--- Provided data ---
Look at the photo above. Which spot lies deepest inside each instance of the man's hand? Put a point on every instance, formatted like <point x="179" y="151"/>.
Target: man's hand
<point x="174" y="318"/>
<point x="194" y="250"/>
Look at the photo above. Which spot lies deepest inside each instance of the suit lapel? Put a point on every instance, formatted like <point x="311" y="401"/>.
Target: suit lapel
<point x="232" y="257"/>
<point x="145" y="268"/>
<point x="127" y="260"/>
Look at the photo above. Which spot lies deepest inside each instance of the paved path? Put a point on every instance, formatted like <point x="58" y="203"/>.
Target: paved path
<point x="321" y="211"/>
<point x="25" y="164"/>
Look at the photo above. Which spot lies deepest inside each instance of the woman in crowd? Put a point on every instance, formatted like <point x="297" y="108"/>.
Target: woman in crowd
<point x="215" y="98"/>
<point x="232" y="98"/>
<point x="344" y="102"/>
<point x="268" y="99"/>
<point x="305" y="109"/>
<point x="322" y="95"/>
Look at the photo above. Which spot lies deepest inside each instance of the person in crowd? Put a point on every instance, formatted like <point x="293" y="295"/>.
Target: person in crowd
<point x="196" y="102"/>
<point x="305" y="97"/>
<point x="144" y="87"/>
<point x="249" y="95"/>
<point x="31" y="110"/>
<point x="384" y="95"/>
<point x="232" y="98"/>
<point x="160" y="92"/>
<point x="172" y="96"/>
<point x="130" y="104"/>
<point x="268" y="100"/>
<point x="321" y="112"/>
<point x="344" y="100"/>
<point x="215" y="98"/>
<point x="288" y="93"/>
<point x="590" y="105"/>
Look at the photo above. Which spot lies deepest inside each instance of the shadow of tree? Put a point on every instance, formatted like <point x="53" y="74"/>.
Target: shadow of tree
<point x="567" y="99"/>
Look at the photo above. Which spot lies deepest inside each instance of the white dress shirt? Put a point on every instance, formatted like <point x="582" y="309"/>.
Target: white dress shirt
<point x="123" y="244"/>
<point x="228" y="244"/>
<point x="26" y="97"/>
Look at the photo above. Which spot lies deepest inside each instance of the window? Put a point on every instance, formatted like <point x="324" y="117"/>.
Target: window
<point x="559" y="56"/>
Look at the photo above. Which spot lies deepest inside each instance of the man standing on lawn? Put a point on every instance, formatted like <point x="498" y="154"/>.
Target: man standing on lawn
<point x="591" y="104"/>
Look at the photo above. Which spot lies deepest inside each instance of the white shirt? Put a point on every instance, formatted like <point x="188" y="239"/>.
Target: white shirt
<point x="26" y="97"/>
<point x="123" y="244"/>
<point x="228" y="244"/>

--- What is expected ---
Render all of the data above as a Markdown table with the columns Row and Text. Number each non-blank line in order and leave out blank lines.

--- The response ---
| Row | Text |
|---|---|
| 1 | Look at the photo above. Which spot lies deepest inside each instance of the man's hand? Put a point on every instance, formatted like <point x="179" y="151"/>. |
| 2 | Target: man's hand |
| 3 | <point x="174" y="318"/> |
| 4 | <point x="194" y="250"/> |
| 5 | Look at the photo above. Which spot lies deepest inside each instance of the suit lapel? Put a point on every instance, formatted like <point x="311" y="401"/>. |
| 6 | Target: suit lapel |
| 7 | <point x="232" y="257"/> |
| 8 | <point x="145" y="268"/> |
| 9 | <point x="127" y="260"/> |
| 10 | Look at the photo above. Which spot lies deepest inside each instance of the paved path? Put a point on every instance, formatted like <point x="58" y="203"/>. |
| 11 | Target: paved path |
| 12 | <point x="321" y="211"/> |
| 13 | <point x="25" y="164"/> |
| 14 | Look at the photo above. Which spot lies deepest inside each instance of the woman in crowd? Put a point on every instance, formatted like <point x="297" y="108"/>. |
| 15 | Target: woman in crowd |
| 16 | <point x="215" y="98"/> |
| 17 | <point x="232" y="98"/> |
| 18 | <point x="344" y="102"/> |
| 19 | <point x="268" y="99"/> |
| 20 | <point x="305" y="109"/> |
| 21 | <point x="322" y="95"/> |
| 22 | Look at the photo above. Which spot lies deepest inside each instance of the person in crowd? Put a point on every instance, formatted like <point x="293" y="295"/>. |
| 23 | Target: person in crowd |
| 24 | <point x="196" y="102"/> |
| 25 | <point x="305" y="97"/> |
| 26 | <point x="144" y="87"/> |
| 27 | <point x="249" y="95"/> |
| 28 | <point x="31" y="110"/> |
| 29 | <point x="384" y="95"/> |
| 30 | <point x="232" y="98"/> |
| 31 | <point x="160" y="92"/> |
| 32 | <point x="172" y="96"/> |
| 33 | <point x="130" y="104"/> |
| 34 | <point x="268" y="100"/> |
| 35 | <point x="321" y="112"/> |
| 36 | <point x="344" y="100"/> |
| 37 | <point x="215" y="98"/> |
| 38 | <point x="288" y="93"/> |
| 39 | <point x="590" y="105"/> |
| 40 | Look at the photo above. Which spot lies deepest inside each instance of the shadow of tree? Put a point on every instance, formatted like <point x="53" y="74"/>. |
| 41 | Target: shadow of tree |
| 42 | <point x="567" y="99"/> |
| 43 | Look at the photo above. Which spot lies deepest inside each instance of the white dress shirt? Put a point on every instance, formatted like <point x="582" y="309"/>. |
| 44 | Target: white dress shirt |
| 45 | <point x="123" y="244"/> |
| 46 | <point x="228" y="244"/> |
| 47 | <point x="26" y="97"/> |
| 48 | Look at the photo above. Which spot lies deepest inside each instance of the window? Put a point on every instance, formatted like <point x="324" y="117"/>. |
| 49 | Target: window |
| 50 | <point x="559" y="56"/> |
| 51 | Look at the photo above. Which spot lies deepest inside each instance of the man standing on lawn? Put a point on every instance, formatted like <point x="498" y="154"/>. |
| 52 | Target: man standing on lawn |
| 53 | <point x="591" y="104"/> |
| 54 | Look at the photo above. Which spot lies deepest inside each instance of the white shirt? Put a point on every instance, formatted like <point x="188" y="239"/>. |
| 55 | Target: white shirt |
| 56 | <point x="26" y="97"/> |
| 57 | <point x="123" y="244"/> |
| 58 | <point x="228" y="244"/> |